== Exercise directions ==
Make an exact copy of the entries, and keep any pictures out of it.
* Start Listing *
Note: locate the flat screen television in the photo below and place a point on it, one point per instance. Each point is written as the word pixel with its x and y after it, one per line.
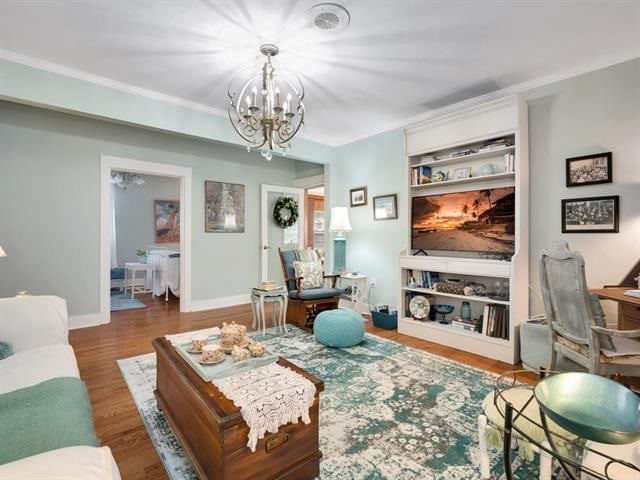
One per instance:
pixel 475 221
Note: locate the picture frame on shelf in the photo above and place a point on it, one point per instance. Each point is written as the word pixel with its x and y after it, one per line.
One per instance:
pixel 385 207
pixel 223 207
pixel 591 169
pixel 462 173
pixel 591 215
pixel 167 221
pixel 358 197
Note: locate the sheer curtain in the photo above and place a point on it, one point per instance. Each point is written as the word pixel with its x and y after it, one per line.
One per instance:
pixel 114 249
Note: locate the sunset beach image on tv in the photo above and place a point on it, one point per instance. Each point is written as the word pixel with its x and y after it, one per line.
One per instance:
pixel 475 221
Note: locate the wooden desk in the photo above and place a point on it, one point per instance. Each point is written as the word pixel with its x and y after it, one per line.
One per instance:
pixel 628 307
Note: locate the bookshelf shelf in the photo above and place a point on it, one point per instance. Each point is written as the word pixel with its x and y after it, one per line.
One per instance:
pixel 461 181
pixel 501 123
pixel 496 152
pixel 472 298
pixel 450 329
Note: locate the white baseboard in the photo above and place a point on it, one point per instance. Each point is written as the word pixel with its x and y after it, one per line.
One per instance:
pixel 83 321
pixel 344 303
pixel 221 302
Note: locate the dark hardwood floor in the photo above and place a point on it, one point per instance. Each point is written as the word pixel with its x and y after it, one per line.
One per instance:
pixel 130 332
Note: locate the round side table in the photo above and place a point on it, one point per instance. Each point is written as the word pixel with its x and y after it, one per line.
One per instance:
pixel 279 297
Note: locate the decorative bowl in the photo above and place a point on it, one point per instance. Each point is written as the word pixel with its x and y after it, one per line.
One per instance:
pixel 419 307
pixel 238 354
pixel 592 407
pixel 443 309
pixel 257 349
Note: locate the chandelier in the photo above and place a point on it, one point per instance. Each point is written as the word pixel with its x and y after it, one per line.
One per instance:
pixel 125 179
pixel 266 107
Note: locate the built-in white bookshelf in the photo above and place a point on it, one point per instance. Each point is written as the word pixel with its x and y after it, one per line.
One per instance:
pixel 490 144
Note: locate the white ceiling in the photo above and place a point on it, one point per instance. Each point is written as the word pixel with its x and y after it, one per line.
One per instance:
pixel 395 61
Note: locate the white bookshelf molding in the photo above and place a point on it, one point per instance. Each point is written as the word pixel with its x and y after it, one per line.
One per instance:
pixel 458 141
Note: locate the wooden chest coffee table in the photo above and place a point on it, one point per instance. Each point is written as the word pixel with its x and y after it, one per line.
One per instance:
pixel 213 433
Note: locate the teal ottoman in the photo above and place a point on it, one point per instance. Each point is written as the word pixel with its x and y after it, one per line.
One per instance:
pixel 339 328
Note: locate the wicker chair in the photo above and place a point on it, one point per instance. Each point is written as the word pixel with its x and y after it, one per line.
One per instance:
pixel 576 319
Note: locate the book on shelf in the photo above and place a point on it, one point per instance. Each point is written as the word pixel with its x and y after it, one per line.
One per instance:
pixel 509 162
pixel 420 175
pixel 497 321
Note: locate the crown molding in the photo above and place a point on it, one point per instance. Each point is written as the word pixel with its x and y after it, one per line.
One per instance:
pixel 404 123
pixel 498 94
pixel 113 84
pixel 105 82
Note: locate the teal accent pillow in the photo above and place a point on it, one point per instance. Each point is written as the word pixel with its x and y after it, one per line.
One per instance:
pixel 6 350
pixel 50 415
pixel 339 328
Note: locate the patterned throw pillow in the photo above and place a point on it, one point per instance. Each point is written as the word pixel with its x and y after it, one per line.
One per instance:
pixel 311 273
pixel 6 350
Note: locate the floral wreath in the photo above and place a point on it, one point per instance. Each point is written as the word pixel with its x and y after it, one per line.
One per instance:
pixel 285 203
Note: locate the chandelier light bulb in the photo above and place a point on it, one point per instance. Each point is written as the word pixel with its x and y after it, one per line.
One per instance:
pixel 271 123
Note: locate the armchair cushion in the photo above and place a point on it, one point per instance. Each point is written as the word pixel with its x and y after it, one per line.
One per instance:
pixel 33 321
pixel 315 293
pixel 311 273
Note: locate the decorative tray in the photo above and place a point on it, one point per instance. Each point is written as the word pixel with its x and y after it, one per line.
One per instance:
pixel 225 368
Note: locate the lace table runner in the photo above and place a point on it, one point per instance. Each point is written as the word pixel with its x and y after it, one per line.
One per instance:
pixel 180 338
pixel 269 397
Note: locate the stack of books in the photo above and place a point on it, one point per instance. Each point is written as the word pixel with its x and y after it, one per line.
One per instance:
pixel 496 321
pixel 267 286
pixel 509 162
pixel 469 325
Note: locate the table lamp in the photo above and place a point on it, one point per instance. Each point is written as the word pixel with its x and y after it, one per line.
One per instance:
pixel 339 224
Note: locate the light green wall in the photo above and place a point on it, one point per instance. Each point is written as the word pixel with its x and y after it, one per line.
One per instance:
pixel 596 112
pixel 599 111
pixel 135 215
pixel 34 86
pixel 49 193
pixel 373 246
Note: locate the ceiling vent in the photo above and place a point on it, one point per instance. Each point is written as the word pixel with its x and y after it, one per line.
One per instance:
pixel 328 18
* End Listing *
== Solution to this exercise ==
Note: locate the flat screen television in the photo below and place a point on it, one point per instance. Each point is written as the word pixel with its x and y after it, one per line.
One per instance:
pixel 475 221
Note: locate the picture frame on shelf in the photo above and place a point on it, one point per instance. Each point is written as the word pixel with its x and y after it, one per line.
One per instance:
pixel 385 207
pixel 223 207
pixel 591 169
pixel 462 173
pixel 591 215
pixel 167 221
pixel 358 197
Note: locate the sheer curtain in the photo above and place a point on it, one point per instance. Each point is written as the word pixel with its x and y after it, one per line.
One per instance:
pixel 114 249
Note: locate the sunset beach image on tv in the photo above and place a point on it, one point per instance. Each point is written as the word pixel with its x and y after it, one per line.
One per instance:
pixel 475 221
Note: locate the wooden desk in the photo above and place a point on it, one point per instance. Each point is written as the word pixel with its x and y after it, one per line.
One per instance:
pixel 628 307
Note: locate the bookshelf shelf in the photo above and place a point on it, one point per instance. Each point is written as the word pixel with its x and y after it, one per line.
One per instance:
pixel 461 181
pixel 501 123
pixel 496 152
pixel 472 298
pixel 450 329
Note: locate the white baseboard in the photo above and place a point on it, one point per instance. Each point is written as the word pixel with its x and y after it, one per line.
One per instance:
pixel 83 321
pixel 344 303
pixel 221 302
Note: locate the dark hardwood floor in the photo above and place a point on it, one point per instance. Each point is written as the word pixel with its x and y after it, one per line.
One per instance:
pixel 130 332
Note: locate the round side table in the photo above and place a point on it, one point per instance. Each point is written as the word pixel with its x and y after it, one per line.
One per instance:
pixel 279 297
Note: locate the decorative bowl in the photo above and place a point on it, one point per instance. Each point is written as the word pixel with its x and y after it, one per line.
One per instance:
pixel 419 307
pixel 238 354
pixel 592 407
pixel 443 309
pixel 257 349
Note: locate the chandelier in the photo above and place a point on it, one point per instance. Each point is written as the word pixel with its x and y after it, one per line.
One per instance:
pixel 125 179
pixel 266 107
Note: locate the built-in white bookshelf in the photo above and place a point on it, one point per instance. Each point is written as the word pixel with its x and y after it, one per line.
One per instance:
pixel 490 144
Note: locate the white ceiling in the photo above and place a point on it, one point per instance. Each point is written as the word pixel with its x and y after it, one per line.
One per instance:
pixel 395 61
Note: locate the white bookshelf molding in the photo above and place a point on it, one point per instance. Each point is written as the word pixel with its x and y after it, one per line.
One per instance:
pixel 458 141
Note: locate the wooden chest coffee table in the photo above and place a point on it, one point per instance. Each point is written as the word pixel with its x and y after it, one per line.
One per instance:
pixel 213 433
Note: locate the teal ottoman in the photo above and place a point on it, one point per instance. Each point is written as the word pixel with its x and y after it, one per line.
One per instance:
pixel 339 328
Note: locate the wicker chair in the photo above and place a point on it, one point per instance. Each point is written as the word pixel with its x and y after it, one per line.
One per instance:
pixel 576 319
Note: locate the book on shelf in the photo above and place a point on it, one point per instance. Each point is written as the word pixel with its x and y after it, one per line.
One per instance:
pixel 509 162
pixel 420 175
pixel 497 321
Note: locate the crown molding in the photo above and place a point on it, one point per instance. Each point is written as the word pixel with its x and y after it, one per line.
One per instance:
pixel 404 123
pixel 498 94
pixel 113 84
pixel 105 82
Note: locate the teal accent pillow in the photo above and place a point on it, one point per instance. Each point is written as the word pixel with its x and y after it, one per line.
One per instance:
pixel 6 350
pixel 50 415
pixel 339 328
Note: locate the patterned throw pillow in the photo above and place a point on it, one point per instance. Each point is written as the word pixel with its x and y after it, one per line.
One per instance:
pixel 311 273
pixel 6 350
Note: locate the floral wreath in the photo above and place a point on it, one point per instance. Each point is written as the word pixel with its x and y after it, one per line.
One per instance:
pixel 285 203
Note: locate the chandelier light bulb in the photo above and place a point on it, one point per instance. Each point is written as the word pixel with its x and y after it, one per line.
One per instance:
pixel 271 123
Note: locate the armchair cushion in the photo above and place a point on it, one point per instance. Each point is written as the word pixel with its x and y after it, one per line.
One per instance:
pixel 33 321
pixel 315 293
pixel 311 273
Note: locate the decorative tray in the photo above and place a point on it, one point per instance. Each point is written as the word pixel with its x and y after it, one per line.
One per instance:
pixel 225 368
Note: locate the lace table runner in the photo above and place a point on it, one point per instance. Each point is written as the word pixel with its x and y after it, one per line.
One per instance:
pixel 180 338
pixel 269 397
Note: locate the stack of books in the photo above and place a point on it, one point per instance. Each point is written as the word pixel with its x and y after it, one per line.
One per instance:
pixel 496 321
pixel 267 286
pixel 509 162
pixel 469 325
Note: locate the table lamp in the photo above and place a point on it, one point per instance. Each point is written as the word pixel with its x and y after it, one per line.
One per instance:
pixel 339 224
Note: locate the light green wall in the photo above and place a point on it, one point per instance. Each point is written as the word pixel with its x and y after it, one per line.
One per instance:
pixel 596 112
pixel 599 111
pixel 135 215
pixel 34 86
pixel 49 193
pixel 373 246
Note: locate the ceiling vent in the photo above and place a point on it, one point per instance. Each point is written as the word pixel with its x and y after it, one per line.
One per instance:
pixel 328 18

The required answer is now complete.